The game was surprisingly open for such a high-stakes affair, but only the hosts ever looked like winning, and just after the hour mark a ball dropped nicely for Andres Vilches to fire home from the edge of the box. The little stadium exploded into a wall of noise that I’ve only ever encountered once before, and that was at an England game in a 60,000 seater stadium. Buoyed by such a vital lead, the stadium bounced for the remaining 30 minutes, culminating in a roar at full time that confirmed Catolica’s break into daylight at the top of the table.

Universidad de Chile

The second game of my trip took me south to Chile’s best supported club. Averaging 29,000 per game in 2018, a good 8,000 clear of their hated rivals and almost treble that of league leaders Catolica, Universidad de Chile are one of the best-known names in Chile and in South American football, and going into tonight’s game with Everton (de Vina del Mar, not de Merseyside) were still in with a shout of beating their eastern rivals to the title.

A trip to the Estadio Nacional is quite an experience. I picked up the Metro in the centre of town and it was already full of fans, and as soon as the doors opened, singing began. In full voice and banging on the plastic of an advert board, pausing only when the roar of a train in a tunnel drowned them out, but as soon as it slowed for the next station the songs began again. When we finally arrived at Nuble station in south-central Santiago the singing somehow got louder as we were joined by fleets of buses with fans and flags poking out of windows and doors, but I retreated from the pack so I could have some space on the remaining mile-long walk to the stadium.

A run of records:
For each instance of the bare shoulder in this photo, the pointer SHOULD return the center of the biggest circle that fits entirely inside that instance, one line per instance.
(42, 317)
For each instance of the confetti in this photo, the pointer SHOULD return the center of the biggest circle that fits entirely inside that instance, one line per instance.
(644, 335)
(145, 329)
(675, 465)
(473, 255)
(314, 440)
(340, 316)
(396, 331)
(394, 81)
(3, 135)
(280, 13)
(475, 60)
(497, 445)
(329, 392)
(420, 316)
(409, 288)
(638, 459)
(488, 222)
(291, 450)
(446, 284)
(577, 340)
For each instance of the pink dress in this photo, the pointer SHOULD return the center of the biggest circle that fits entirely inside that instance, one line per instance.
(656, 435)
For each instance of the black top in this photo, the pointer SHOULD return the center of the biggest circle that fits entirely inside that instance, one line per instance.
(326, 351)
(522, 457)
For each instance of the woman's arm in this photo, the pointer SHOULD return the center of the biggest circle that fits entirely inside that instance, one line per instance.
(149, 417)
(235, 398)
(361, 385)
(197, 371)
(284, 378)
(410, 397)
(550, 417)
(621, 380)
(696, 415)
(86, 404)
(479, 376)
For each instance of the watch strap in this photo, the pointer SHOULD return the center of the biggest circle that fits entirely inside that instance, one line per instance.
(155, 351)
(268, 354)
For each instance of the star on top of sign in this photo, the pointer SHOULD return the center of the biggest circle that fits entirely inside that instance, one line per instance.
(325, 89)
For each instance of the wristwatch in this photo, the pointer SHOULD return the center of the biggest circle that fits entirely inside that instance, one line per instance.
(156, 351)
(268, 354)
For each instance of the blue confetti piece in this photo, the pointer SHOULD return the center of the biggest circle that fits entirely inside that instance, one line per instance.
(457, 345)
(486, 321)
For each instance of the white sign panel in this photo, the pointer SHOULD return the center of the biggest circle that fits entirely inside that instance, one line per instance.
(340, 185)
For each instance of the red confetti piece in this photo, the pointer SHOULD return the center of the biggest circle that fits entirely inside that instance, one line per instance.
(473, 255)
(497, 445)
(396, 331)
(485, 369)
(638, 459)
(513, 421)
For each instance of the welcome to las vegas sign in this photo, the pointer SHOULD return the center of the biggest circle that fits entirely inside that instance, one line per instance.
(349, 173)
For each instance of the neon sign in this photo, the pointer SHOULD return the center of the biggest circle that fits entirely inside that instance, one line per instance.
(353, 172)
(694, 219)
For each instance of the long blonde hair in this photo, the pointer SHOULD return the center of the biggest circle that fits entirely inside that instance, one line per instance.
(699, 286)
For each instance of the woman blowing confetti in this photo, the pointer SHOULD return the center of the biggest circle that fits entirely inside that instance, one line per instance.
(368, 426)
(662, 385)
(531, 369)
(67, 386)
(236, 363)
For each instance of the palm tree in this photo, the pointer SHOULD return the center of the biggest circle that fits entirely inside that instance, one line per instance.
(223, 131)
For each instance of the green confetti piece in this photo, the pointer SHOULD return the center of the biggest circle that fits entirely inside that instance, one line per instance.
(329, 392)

Set tasks
1 > Count the lines of the records that contain the string "woman", and give only that number.
2 > Pick up the football trip account after its final sentence and carry it forward.
The records are unrelated to the football trip account.

Answers for this exercise
1 > 2

2 >
Football is a popular game, and where there’s people there’s money, so it’s no surprise that around the world you’ll always find people hawking their wares to fans. Nowhere have I seen this quite like in Santiago. From the station to the stadium, there must be a seller of some kind every ten steps. Men and women operating from backpacks and blankets, or even fancy portable stalls you’d see from professional street sellers, selling everything you could possibly want. Food, hot and cold: burgers, hot dogs, kebabs, popcorn, peanuts, churros, wafer sticks filled with dulce de leche, all available to be washed down with beer or water or soda or mote con huesillos (a distinctly Chilean drink made of peach nectar, halved peaches and mote grains). Even the houses along the road were in on the act: more than one time I saw an open gate and a sign advertising the use of their bathroom for a small fee.

Merchandise sellers are also extremely common, but weirdly their merchandise looked to be authentic. Whereas you’d expect stalls of this kind to have generic hats and T-shirts made from some online template, these sellers carried New Era caps and replica shirts with very convincing Adidas logos. They were even in the stadium grounds, using the wire fences to hang their replica kits on. It was certainly a culture shock, but when the Big Three of Santiago run their official stores mostly if not entirely online, with no physical stores to speak of, I can understand why people have rushed to fill the gap.

Estadio Nacional is one of the most bizarre stadiums I have ever been to. The approach to it is thoroughly underwhelming: it does not tower over the rest of the complex it occupies, but meekly hides behind it. The outer walls are low, plain and characterless, and the roads around it are plain paving or even dirt.

The interior, however, is something else entirely. What the outside lacks in character the interior has in spades. The all-stone walls and ceiling are cold and imposing. On the one hand it had the feel of a Roman Colosseum, the entrances and curved concourse like a gladiator arena; on the other the plain, solid walls of the toilets and kiosks like that of a prison, which likely wasn’t a coincidence.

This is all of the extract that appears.